Robert William RisCassi (born January 18, 1936) is a retired United States Army four-star general who served as Vice Chief of Staff of the United States Army (VCSA) from 1989 to 1990; Commander in Chief, United Nations Command/Commander in Chief, ROK/U.S. Combined Forces Command/Commander, U.S. Forces Korea/Commanding General, Eighth United States Army (CINCUNC/CINCCFC/COMUSFK/CG EUSA) from 1990 to 1992; and Commander in Chief, United Nations Command/Commander in Chief, ROK/U.S. Combined Forces Command/Commander, United States Forces Korea (CINCUNC/CINCCFC/COMUSFK) from 1992 to 1993.

Biography
RisCassi was born on January 18, 1936, in Hartford, Connecticut, and is a 1958 graduate of the University of Connecticut with a bachelor's degree in history and holds a master's degree from Auburn University in Political Science.

His other assignments include Director of the Joint Staff and Deputy Chief of Staff for Operations and Plans, all in Washington, D.C.; Deputy Commanding General of the United States Army Training and Doctrine Command and Commanding General of the Combined Arms Center at Fort Leavenworth, Kansas; Commander of the 9th Infantry Division (Motorized), Fort Lewis, Washington; Assistant Division Commander of the 8th Infantry Division (Mechanized) in Germany; and Assistant Commandant of the United States Army Infantry School at Fort Benning, Georgia. His military education includes the Army War College and the Air Command and Staff College. He was awarded the University of Connecticut Distinguished Alumni Award in 1989.

**Supplied material**

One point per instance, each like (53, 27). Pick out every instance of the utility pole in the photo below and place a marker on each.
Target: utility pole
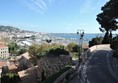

**Exercise goal**
Pick up the biography of Robert RisCassi after its last sentence and keep writing it.

**Solved exercise**
Awards and decorations

Post military
RisCassi is Vice-President of L-3 Communications Corporation. He served on the Commission on Roles and Missions in 1995, and has been employed as an executive with Loral Corporation and Lockheed Martin. He sits on the boards of Alliant Techsystems, Korea Society, National Intelligence Council, is a member of the SPECTRUM Group's Senior Advisory Group and was a member of the Department of Defense 2001 investigation into the No Gun Ri allegations, and sat on the National Defense Panel in 1997.

References

United States Army generals
United States Army personnel of the Vietnam War
Recipients of the Distinguished Service Medal (US Army)
Recipients of the Legion of Merit
Recipients of the Gallantry Cross (Vietnam)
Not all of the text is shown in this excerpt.